# Activity
Images excepted, the data below must be repeated exactly.
--- Exercise data ---
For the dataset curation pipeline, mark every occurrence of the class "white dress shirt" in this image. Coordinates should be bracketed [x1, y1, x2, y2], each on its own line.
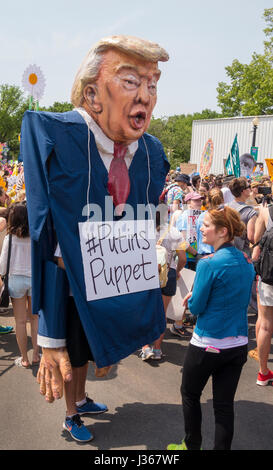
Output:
[76, 107, 138, 171]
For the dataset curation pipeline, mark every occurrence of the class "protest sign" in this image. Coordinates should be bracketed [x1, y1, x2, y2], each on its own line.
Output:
[252, 162, 264, 179]
[79, 219, 160, 301]
[186, 209, 202, 245]
[200, 138, 213, 178]
[167, 268, 196, 321]
[184, 209, 202, 258]
[265, 159, 273, 179]
[180, 163, 197, 175]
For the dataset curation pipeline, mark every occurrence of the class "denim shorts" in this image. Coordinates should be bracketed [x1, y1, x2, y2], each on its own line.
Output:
[8, 275, 32, 299]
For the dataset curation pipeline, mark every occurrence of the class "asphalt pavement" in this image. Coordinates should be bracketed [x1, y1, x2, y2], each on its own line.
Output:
[0, 306, 272, 451]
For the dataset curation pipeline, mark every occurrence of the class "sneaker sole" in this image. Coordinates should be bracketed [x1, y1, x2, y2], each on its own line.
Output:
[256, 379, 273, 386]
[62, 423, 94, 442]
[77, 407, 108, 416]
[142, 354, 154, 361]
[170, 329, 191, 338]
[141, 352, 155, 361]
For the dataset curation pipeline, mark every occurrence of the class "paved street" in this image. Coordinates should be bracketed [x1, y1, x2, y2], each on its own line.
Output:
[0, 307, 272, 451]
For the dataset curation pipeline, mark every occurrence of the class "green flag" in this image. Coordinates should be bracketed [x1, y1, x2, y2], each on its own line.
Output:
[225, 154, 233, 175]
[225, 134, 240, 177]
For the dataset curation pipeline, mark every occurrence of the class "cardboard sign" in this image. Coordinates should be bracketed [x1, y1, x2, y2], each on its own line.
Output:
[79, 219, 160, 301]
[186, 209, 202, 245]
[184, 209, 202, 258]
[252, 162, 264, 179]
[180, 163, 197, 175]
[265, 159, 273, 179]
[167, 268, 196, 321]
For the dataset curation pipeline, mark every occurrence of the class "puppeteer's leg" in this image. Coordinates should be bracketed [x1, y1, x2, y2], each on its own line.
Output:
[62, 297, 108, 442]
[64, 362, 89, 416]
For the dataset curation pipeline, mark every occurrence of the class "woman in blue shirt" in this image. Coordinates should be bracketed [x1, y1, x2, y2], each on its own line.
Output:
[168, 206, 255, 451]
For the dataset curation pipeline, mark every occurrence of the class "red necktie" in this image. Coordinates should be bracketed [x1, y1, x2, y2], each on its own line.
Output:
[107, 143, 131, 216]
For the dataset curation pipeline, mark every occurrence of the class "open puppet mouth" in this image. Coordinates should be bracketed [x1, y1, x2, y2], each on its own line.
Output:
[129, 111, 147, 130]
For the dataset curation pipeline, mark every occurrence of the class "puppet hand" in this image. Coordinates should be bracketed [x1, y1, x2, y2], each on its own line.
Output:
[37, 348, 72, 403]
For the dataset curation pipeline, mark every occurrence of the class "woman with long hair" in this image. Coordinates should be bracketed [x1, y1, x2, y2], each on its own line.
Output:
[168, 206, 255, 450]
[0, 202, 39, 367]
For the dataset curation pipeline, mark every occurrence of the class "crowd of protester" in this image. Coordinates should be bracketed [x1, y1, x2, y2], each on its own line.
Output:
[1, 160, 273, 450]
[148, 166, 273, 449]
[158, 168, 273, 349]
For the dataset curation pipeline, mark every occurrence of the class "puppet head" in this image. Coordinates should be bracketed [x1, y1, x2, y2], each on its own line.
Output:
[71, 35, 169, 145]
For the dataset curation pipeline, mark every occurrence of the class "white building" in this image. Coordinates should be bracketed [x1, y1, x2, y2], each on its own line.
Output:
[190, 115, 273, 175]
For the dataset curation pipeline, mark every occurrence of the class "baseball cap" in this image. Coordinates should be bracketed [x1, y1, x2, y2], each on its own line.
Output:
[222, 175, 235, 184]
[175, 174, 191, 184]
[184, 191, 202, 202]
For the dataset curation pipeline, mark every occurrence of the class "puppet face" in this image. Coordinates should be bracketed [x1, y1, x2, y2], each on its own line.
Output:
[84, 49, 161, 144]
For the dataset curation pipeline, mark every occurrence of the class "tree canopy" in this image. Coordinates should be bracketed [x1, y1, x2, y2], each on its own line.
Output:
[0, 84, 29, 157]
[0, 86, 74, 159]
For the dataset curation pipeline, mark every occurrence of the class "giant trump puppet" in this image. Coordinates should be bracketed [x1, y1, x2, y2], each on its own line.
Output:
[21, 36, 170, 416]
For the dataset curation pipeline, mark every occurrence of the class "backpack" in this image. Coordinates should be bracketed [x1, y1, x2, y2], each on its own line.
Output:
[159, 187, 169, 202]
[159, 183, 180, 203]
[228, 201, 255, 254]
[253, 205, 273, 285]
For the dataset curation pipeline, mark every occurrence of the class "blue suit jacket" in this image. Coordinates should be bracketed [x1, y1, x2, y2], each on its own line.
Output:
[21, 110, 169, 367]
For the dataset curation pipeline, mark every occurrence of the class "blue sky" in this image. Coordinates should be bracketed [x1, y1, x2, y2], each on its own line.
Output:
[1, 0, 272, 117]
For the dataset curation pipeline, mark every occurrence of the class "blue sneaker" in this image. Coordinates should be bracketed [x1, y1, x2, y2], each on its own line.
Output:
[63, 414, 94, 442]
[76, 395, 108, 415]
[0, 325, 13, 334]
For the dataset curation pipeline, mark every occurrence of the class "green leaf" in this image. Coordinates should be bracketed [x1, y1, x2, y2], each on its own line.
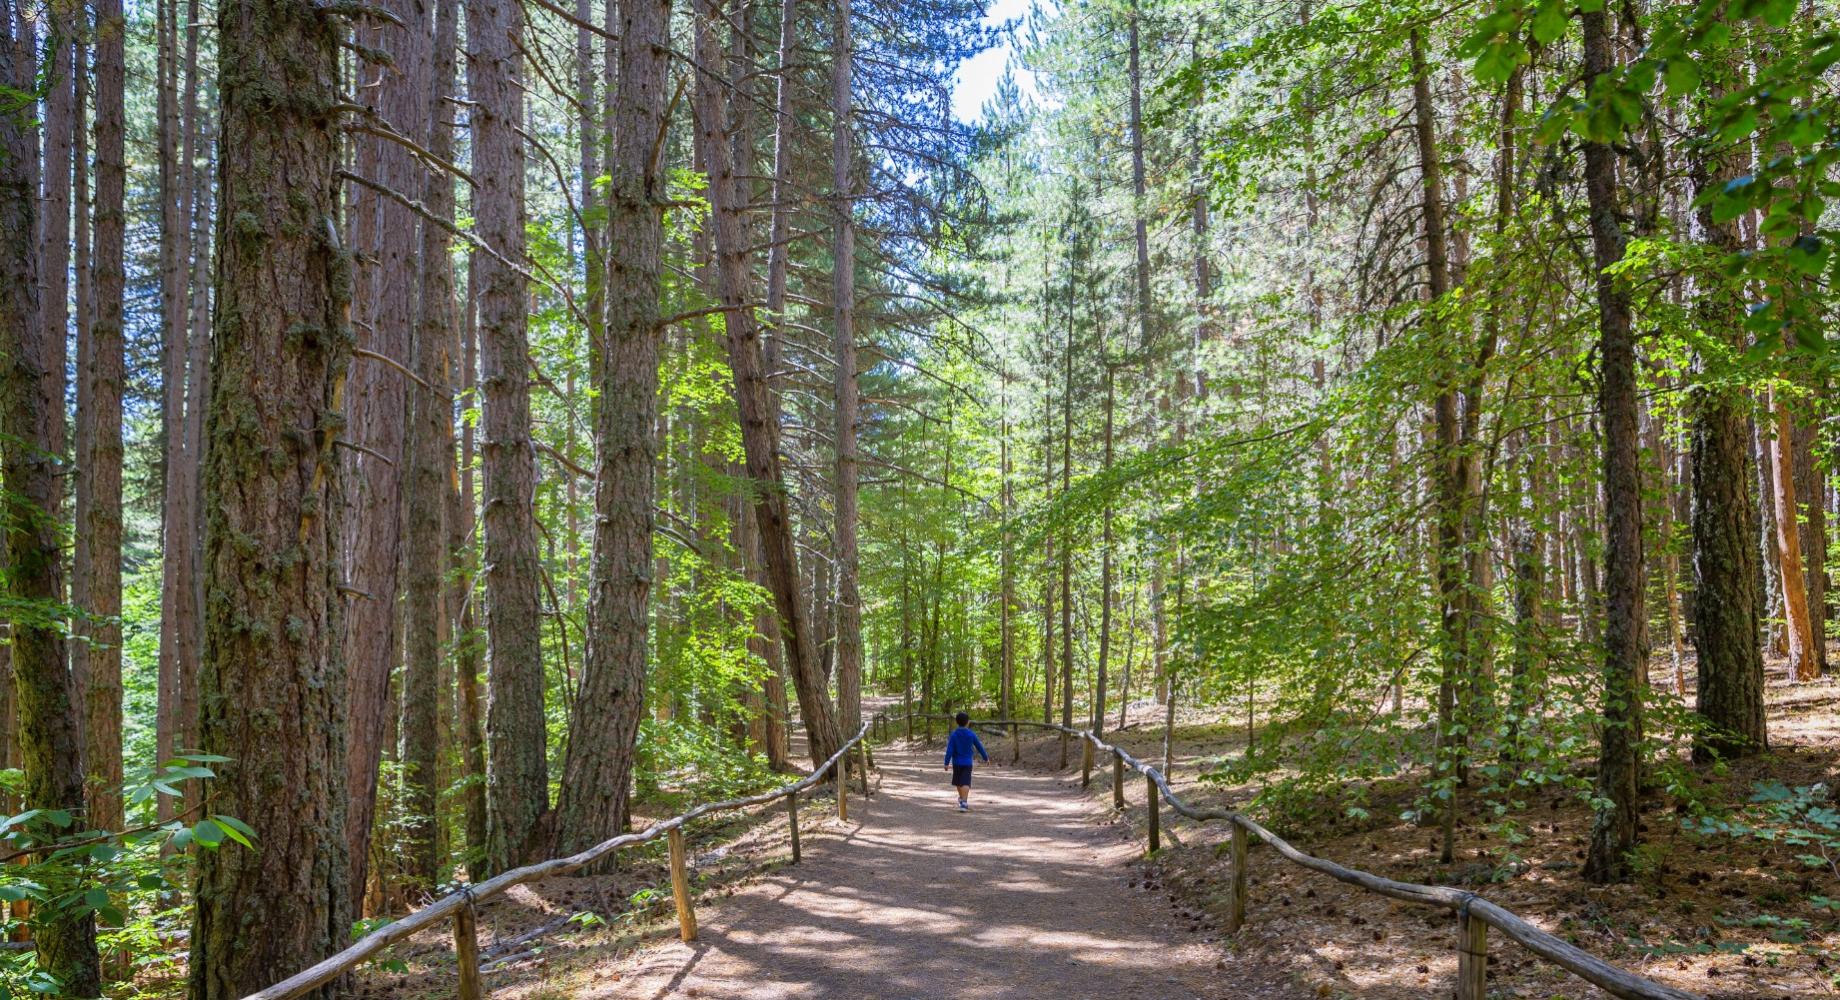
---
# Output
For the dataset curation pipeline, mark every occurrence of the class "white dress shirt" in this image. Coordinates should be bracketed [x1, y1, x2, y2], each on its own line.
Output:
[76, 107, 138, 171]
For the dataset curation pipeline, mark every occurrence of the class "protest sign" in this image. Coordinates should be bracketed [x1, y1, x2, y2], each on its own line.
Output:
[252, 162, 264, 179]
[79, 219, 160, 301]
[186, 209, 202, 245]
[200, 138, 213, 178]
[167, 268, 196, 321]
[184, 209, 202, 258]
[265, 159, 273, 179]
[180, 163, 197, 175]
For the dataset curation pipeline, mark every occurrence of the class "denim shorts" in this image. Coordinates should be bracketed [x1, y1, x2, y2], each on its own line.
Output:
[8, 275, 32, 299]
For the dataset curation pipeline, mark every occurrence of the class "asphalt pavement" in this image. Coordinates should be bracketed [x1, y1, x2, y2], each on its own line.
Output:
[0, 306, 272, 451]
For the dataset curation pipeline, mark every occurrence of the class "sneaker sole" in this image. Coordinates should be bracketed [x1, y1, x2, y2], each on its own line.
Output:
[256, 379, 273, 386]
[62, 423, 94, 442]
[77, 407, 108, 416]
[142, 354, 154, 361]
[170, 329, 191, 338]
[141, 352, 155, 361]
For the dataset curation pipeline, mark every occurrence of the class "paved street" in this image. Coordinates should be bracketed [x1, y1, x2, y2], each on its own line.
Output:
[0, 307, 272, 451]
For the dataset curation pipeline, mark every occurrence of the class "green flag" in this image. Coordinates should be bracketed [x1, y1, x2, y2], each on its own line.
Output:
[225, 154, 233, 175]
[225, 134, 240, 177]
For the dataset curation pipeline, mark every occurrence of the class "cardboard sign" in this image. Coordinates should be bracketed [x1, y1, x2, y2], each on its own line.
Output:
[79, 219, 160, 301]
[186, 209, 202, 245]
[184, 209, 202, 258]
[252, 162, 264, 179]
[180, 163, 197, 175]
[265, 159, 273, 179]
[167, 268, 196, 321]
For the dataset curation pipeline, mark every occurrence of the class "puppeteer's leg" in this image. Coordinates should be bracketed [x1, y1, x2, y2], each on its own line.
Output:
[62, 297, 108, 442]
[64, 362, 89, 416]
For the dataset curation pipeline, mark every occurrence of the class "woman in blue shirt" in this image. Coordinates should be bracketed [x1, y1, x2, y2], each on its own line.
Output:
[168, 206, 255, 451]
For the dataset curation pipeline, mark every occurrence of the class "red necktie" in this image. Coordinates should be bracketed [x1, y1, x2, y2], each on its own line.
Output:
[107, 143, 131, 216]
For the dataset curation pipeline, mark every occurrence of the class "open puppet mouth" in this image. Coordinates should be bracketed [x1, y1, x2, y2], each on its own line.
Output:
[129, 111, 147, 130]
For the dataset curation pipeline, mark every occurrence of the class "puppet hand" in this image. Coordinates should be bracketed [x1, y1, x2, y2], each on its own line.
Output:
[37, 348, 72, 403]
For the dataset curation pipeline, mark every occurrence of the class "woman with long hair" in this image. Coordinates should be bracketed [x1, y1, x2, y2], each on its own line.
Output:
[168, 206, 255, 450]
[0, 202, 39, 367]
For the dataset curation pipeline, mark every occurrence of the class "crowd of protester" in this image. Coordinates should be bracketed [x1, y1, x2, y2], each on its own line.
Output:
[1, 160, 273, 450]
[148, 166, 273, 449]
[158, 168, 273, 349]
For the dataset curation pipeline, mark every occurrence of the class "puppet head" in this image. Coordinates should be bracketed [x1, y1, x2, y2], each on its own line.
Output:
[71, 35, 169, 145]
For the dataset curation pipeline, mark every occurrence of the class "white building" in this image. Coordinates should be bracketed [x1, y1, x2, y2], each on its own line.
Output:
[190, 115, 273, 175]
For the dataset curation pipeline, mark every occurrence of the class "baseball cap" in this image. Coordinates should be bracketed [x1, y1, x2, y2], each on its own line.
Output:
[222, 175, 235, 184]
[175, 174, 191, 184]
[184, 191, 202, 202]
For the dataset curation pipeline, mark every occurrence of the class "puppet face" in this image. Coordinates should be bracketed [x1, y1, x2, y2], each on its own line.
Output:
[84, 49, 161, 144]
For the dataset curation pipeline, mark every occurrence of the class "tree canopy" in this image. Coordinates should be bracketed [x1, y1, x2, y2], each on its own line.
Output:
[0, 84, 29, 157]
[0, 86, 74, 159]
For the dataset curation pipeline, mark every occurrence of the class "giant trump puppet" in this image. Coordinates should be bracketed [x1, y1, x2, y2], each on its own line.
Output:
[21, 36, 170, 416]
For the dataset curation pipeline, mark every occurrence of the class "backpack" in this image. Coordinates should be bracketed [x1, y1, x2, y2], each on its own line.
Output:
[159, 187, 169, 202]
[159, 183, 180, 203]
[228, 201, 255, 254]
[253, 205, 273, 285]
For the dataset curation pipeline, mark every occurrence of the class "blue suit jacket" in this image. Coordinates should be bracketed [x1, y1, x2, y2], each on its own line.
Output:
[21, 110, 169, 367]
For the dataset curation pipeline, mark every occurrence of the class "blue sky" in this image. Coordinates should be bracketed [x1, y1, x2, y2], each on its own line.
Output:
[1, 0, 272, 117]
For the dataset curation pipeline, mark every occurrence of the class "blue sneaker" in this image. Coordinates should be bracketed [x1, y1, x2, y2], each on its own line.
Output:
[63, 414, 94, 442]
[76, 395, 108, 415]
[0, 325, 13, 334]
For the dataset curation pipeline, mark every occurrence of the class "green leaf" in this image. Coordinates should be bracketed [x1, y1, x2, y2], each on its own line.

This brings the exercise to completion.